Required tasks:
1. Write out the passage of the forum post below that runs between "Unfortunately, this also" and "her husband away.", inclusive.
2. Decide whether each statement agrees with the forum post below, answering yes or no and quoting the words of the post that settle it: (a) The writer has been married for 24 years. (b) The writer's wife has said she will not attend couples counseling again. (c) The initial OB/GYN appointment is at the end of next month.
3. Carry on the forum post about gender transition beyond its final sentence.

Passage for review:
I've not been a member of this forum for very long, but have been dealing with in some way (mostly through denial) the issues of gender dysphoria for a long time. Overtime, my understanding of myself has grown from originally believing I had a crossdressing fetish, to identifying myself as genderfluid to finally really connecting with myself and understanding that I am indeed a trans woman.
Today was a big day for me, very exciting and very destructive all at once. Today, I got the letter, the one that opens the door to the first steps of medical transition via hormone replacement therapy I also have an initial appointment with an OB/GYN to start the process at the end of this month. I'm excited, scared, anxious and ecstatic all at the same time. This is a huge step forward for me and one that while coming quickly, I have spent considerable time and debate determining whether or not I should pursue it. In the end, I'm confident this is the right path for me and will finally set me on the road to finding true comfort with myself both physically and how I interact with the world.
Unfortunately, this also almost assuredly means the end of my marriage. I've been married to my high school sweetheart for 18 years and we've been together for 24. When I first came out to her as transgender, she set a line in the sand that if I were to pursue any physical altercations to my body (HRT, FFS, GRS) that she would not be able to stay with me. She is really struggling with the "death" of her husband and that came to the surface again today when I told her about my appointment and letter. She even referred to me as the bitch that took her husband away.
Yes there were a lot of hurtful things said today, lots of hurtful actions as well. She smashed a glass frame that had a photo of us, she removed her wedding and engagement rings from her hand. She admitted that while she loves me, she also hates the woman I'm becoming. I can't fault her for her feelings of loss, grief and anger, but it doesn't make it hurt any less. I knew all along that if my journey took me down this path that I was most likely going to lose her, but I had hoped maybe we'd find a way through. We've been in couples counseling but now she's made it clear she will not go again. We've tried taking trips and just being together but it's not been enough. Somehow she believes that it will be less painful for her to remove me from her life completely than to stay and watch the woman I truly am take over the body that once belonged to her husband.

Record extracts:

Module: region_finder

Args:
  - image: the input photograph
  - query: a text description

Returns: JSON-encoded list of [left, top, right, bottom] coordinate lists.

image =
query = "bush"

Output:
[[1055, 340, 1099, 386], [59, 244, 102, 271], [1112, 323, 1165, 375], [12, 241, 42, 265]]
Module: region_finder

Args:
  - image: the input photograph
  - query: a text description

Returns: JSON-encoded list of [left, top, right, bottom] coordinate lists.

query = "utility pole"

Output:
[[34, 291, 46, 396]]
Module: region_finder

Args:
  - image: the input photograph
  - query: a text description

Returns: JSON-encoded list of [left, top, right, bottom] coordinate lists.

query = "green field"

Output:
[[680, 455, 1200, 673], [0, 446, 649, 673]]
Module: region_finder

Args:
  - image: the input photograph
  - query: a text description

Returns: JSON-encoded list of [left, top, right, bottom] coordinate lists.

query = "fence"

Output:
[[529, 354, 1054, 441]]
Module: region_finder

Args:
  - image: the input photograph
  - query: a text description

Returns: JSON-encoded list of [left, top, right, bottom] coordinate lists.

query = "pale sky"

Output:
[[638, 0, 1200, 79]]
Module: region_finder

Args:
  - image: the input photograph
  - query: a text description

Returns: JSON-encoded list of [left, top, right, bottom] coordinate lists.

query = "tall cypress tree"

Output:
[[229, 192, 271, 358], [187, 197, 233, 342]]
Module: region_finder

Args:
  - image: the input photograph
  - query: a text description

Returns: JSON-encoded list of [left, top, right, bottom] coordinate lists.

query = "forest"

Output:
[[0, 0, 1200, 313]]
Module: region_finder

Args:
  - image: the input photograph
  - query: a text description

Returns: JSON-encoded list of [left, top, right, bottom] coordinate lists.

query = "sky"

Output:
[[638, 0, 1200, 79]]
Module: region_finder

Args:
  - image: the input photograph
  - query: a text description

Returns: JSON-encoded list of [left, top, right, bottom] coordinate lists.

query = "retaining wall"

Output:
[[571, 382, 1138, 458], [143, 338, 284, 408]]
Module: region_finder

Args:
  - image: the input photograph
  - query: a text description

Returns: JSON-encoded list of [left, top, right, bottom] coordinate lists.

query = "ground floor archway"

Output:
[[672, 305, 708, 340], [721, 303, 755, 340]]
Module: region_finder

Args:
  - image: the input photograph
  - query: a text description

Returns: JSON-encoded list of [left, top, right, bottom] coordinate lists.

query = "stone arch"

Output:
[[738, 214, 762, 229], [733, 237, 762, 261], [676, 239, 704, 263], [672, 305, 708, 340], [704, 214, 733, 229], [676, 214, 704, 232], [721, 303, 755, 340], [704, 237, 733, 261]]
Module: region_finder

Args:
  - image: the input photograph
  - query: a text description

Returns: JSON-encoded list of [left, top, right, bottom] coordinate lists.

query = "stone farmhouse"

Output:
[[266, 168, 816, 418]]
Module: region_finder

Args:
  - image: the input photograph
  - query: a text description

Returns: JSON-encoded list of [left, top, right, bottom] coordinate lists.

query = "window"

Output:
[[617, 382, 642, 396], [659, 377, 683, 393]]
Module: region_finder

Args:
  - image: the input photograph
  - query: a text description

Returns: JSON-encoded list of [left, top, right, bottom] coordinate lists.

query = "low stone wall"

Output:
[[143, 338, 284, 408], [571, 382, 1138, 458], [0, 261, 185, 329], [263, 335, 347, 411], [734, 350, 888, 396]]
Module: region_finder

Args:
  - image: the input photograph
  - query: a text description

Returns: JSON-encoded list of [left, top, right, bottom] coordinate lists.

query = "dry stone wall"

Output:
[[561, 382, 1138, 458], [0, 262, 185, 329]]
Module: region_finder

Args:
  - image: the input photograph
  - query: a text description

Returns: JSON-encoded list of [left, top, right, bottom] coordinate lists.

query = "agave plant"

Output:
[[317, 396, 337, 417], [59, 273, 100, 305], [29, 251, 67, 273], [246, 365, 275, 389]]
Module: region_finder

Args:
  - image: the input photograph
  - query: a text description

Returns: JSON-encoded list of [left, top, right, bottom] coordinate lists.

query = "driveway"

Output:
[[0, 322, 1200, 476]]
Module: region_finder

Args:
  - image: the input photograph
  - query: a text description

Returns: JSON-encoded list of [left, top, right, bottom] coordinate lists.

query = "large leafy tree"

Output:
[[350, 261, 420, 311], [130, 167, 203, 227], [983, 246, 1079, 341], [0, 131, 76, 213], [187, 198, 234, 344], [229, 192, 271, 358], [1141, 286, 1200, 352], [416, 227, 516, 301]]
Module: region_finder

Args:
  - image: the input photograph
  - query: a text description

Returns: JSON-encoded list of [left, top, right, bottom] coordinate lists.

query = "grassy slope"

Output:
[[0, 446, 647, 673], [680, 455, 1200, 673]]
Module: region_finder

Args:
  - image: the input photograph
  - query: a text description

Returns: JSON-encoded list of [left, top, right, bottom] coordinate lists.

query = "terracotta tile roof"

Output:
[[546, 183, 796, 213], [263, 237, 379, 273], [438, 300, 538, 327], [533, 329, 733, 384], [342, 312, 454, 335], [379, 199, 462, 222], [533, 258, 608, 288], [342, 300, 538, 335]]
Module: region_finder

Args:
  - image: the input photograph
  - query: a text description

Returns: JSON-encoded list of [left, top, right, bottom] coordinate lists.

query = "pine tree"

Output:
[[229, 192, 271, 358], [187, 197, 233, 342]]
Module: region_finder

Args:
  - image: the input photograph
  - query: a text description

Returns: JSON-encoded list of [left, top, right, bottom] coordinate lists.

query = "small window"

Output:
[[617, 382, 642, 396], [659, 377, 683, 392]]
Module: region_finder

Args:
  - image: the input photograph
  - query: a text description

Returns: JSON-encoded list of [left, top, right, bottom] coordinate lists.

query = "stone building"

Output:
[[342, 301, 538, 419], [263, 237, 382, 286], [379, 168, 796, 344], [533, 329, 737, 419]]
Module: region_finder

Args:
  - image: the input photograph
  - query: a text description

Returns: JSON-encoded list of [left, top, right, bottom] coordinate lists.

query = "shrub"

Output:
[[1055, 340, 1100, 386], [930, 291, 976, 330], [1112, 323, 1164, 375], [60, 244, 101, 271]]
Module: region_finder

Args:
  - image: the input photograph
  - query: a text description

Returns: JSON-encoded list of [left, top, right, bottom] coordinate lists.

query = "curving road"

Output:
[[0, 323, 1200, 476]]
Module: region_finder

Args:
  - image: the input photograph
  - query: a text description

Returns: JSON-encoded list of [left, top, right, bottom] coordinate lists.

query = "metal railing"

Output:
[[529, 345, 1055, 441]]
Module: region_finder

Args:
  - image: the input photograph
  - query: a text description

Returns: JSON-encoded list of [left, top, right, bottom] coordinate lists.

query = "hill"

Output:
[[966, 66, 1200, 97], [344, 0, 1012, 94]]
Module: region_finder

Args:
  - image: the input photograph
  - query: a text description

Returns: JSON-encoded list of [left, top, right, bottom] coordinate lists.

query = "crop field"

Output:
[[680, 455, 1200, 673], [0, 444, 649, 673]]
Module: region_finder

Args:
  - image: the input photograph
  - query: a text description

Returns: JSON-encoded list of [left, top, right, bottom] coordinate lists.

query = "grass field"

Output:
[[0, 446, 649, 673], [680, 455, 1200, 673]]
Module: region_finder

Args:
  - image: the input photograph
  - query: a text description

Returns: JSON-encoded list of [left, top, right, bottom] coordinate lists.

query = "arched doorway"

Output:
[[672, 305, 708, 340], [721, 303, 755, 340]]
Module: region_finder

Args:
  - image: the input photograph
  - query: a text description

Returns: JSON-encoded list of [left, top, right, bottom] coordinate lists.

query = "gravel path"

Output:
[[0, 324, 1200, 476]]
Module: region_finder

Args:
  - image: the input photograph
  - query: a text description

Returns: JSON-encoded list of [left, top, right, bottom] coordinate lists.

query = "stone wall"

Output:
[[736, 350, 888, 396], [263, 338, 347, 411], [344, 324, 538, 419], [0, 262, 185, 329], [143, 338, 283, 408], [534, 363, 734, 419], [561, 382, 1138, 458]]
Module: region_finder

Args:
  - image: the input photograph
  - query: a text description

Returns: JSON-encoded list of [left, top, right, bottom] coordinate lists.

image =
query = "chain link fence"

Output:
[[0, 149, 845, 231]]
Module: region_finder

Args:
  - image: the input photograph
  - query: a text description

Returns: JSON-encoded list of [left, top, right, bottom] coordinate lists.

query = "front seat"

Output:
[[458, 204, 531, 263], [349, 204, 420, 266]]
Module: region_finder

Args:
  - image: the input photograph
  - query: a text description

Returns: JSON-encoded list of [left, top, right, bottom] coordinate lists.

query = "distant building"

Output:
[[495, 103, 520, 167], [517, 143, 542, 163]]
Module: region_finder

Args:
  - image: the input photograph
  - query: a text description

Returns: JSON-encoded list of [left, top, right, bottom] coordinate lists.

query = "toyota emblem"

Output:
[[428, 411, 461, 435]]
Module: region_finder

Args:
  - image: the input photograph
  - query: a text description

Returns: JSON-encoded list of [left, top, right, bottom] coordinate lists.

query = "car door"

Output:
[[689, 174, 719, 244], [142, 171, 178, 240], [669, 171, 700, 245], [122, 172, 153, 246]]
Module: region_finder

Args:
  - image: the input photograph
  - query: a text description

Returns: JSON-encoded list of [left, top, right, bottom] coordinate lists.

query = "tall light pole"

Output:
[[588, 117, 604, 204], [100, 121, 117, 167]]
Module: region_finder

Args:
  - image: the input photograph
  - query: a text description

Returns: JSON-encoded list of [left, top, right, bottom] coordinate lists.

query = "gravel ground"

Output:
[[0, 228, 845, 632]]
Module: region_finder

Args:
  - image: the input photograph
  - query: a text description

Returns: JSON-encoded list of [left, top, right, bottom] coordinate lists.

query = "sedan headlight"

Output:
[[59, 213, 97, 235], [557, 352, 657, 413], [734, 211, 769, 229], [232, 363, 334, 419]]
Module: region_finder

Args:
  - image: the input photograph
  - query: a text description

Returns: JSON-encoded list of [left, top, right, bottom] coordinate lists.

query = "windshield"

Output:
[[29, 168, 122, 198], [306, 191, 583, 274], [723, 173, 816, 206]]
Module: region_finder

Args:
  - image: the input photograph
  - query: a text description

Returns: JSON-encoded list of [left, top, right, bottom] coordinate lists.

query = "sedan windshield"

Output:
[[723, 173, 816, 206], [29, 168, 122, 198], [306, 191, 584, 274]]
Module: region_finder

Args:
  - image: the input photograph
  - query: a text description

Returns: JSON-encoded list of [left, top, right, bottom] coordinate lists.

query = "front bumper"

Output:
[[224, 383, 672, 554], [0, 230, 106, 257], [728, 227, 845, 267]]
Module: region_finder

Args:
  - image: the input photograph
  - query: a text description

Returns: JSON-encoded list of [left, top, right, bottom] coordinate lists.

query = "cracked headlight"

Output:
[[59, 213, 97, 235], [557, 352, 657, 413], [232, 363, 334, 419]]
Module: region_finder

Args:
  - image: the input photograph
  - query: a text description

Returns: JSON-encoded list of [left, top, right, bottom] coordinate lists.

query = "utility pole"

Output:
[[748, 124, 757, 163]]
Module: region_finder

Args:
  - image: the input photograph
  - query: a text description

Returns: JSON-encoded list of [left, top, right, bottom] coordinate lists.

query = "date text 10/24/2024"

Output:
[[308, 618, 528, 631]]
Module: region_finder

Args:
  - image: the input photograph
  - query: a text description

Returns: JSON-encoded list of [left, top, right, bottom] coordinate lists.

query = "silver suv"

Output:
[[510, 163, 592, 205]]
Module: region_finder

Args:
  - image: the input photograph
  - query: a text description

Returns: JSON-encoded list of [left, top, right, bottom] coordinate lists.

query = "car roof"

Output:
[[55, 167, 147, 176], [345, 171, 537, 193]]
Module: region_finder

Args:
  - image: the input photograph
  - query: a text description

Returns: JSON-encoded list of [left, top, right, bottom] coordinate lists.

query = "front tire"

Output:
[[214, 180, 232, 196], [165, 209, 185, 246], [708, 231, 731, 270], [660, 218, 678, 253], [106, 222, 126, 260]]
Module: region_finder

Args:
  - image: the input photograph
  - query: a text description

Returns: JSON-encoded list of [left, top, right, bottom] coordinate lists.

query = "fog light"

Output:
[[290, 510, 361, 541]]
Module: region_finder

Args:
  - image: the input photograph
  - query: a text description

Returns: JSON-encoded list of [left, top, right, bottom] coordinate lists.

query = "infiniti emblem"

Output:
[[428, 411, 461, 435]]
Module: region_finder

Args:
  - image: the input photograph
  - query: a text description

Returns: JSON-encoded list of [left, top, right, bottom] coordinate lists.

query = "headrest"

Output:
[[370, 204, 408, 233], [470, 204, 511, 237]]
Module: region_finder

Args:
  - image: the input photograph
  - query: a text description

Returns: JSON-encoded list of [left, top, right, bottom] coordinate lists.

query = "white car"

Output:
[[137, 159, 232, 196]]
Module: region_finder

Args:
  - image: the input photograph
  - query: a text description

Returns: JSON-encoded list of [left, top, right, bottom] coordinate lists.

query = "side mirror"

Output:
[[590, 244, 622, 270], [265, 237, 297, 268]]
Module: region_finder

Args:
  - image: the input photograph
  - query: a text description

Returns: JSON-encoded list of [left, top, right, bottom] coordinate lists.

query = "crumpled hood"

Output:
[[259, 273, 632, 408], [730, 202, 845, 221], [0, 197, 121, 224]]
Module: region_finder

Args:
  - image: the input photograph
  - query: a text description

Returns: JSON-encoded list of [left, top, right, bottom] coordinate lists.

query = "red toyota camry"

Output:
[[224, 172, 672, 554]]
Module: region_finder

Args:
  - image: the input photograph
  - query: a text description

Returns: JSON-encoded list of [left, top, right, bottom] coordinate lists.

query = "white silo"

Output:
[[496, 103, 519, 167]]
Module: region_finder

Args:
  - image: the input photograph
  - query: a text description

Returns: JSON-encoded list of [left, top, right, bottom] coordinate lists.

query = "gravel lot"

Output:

Your responses:
1.
Unfortunately, this also almost assuredly means the end of my marriage. I've been married to my high school sweetheart for 18 years and we've been together for 24. When I first came out to her as transgender, she set a line in the sand that if I were to pursue any physical altercations to my body (HRT, FFS, GRS) that she would not be able to stay with me. She is really struggling with the "death" of her husband and that came to the surface again today when I told her about my appointment and letter. She even referred to me as the bitch that took her husband away.

2.
(a) No: "I've been married to my high school sweetheart for 18 years and we've been together for 24."
(b) Yes: "now she's made it clear she will not go again."
(c) No: "I also have an initial appointment with an OB/GYN to start the process at the end of this month."

3.
Right now the feeling, as you can imagine, is horrible. The only thing worse than the pain from her leaving is the pain from watching her suffer as well. I love her so much, I never wanted to hurt her in any way, but I don't feel like I had a choice anymore. The fact is I feel like this is the right decision for me and my family. With 39 years of repressed feelings bubbling to the surface, I can't imagine that keeping this secret tucked away any longer would have worked. I don't think I could have continued to be the husband I've been. Making the decisions to come out, to transition, to start HRT have been amazingly difficult ones but its time that I learn how to live authentically for the remaining time I have on this earth.
So I'll likely be more active in this TS board now. I've been lurking for a while reading many of the stories of struggle, confusion and triumph here and that has been helpful. I'm sure I'll have many questions along my way to transitioning to my full female self. I'm looking forward to meeting many of you whom I've not interacted with yet on other boards. I want to let you know in advance that I appreciate all your guidance, feedback, support and challenges as I work through this next phase of my journey.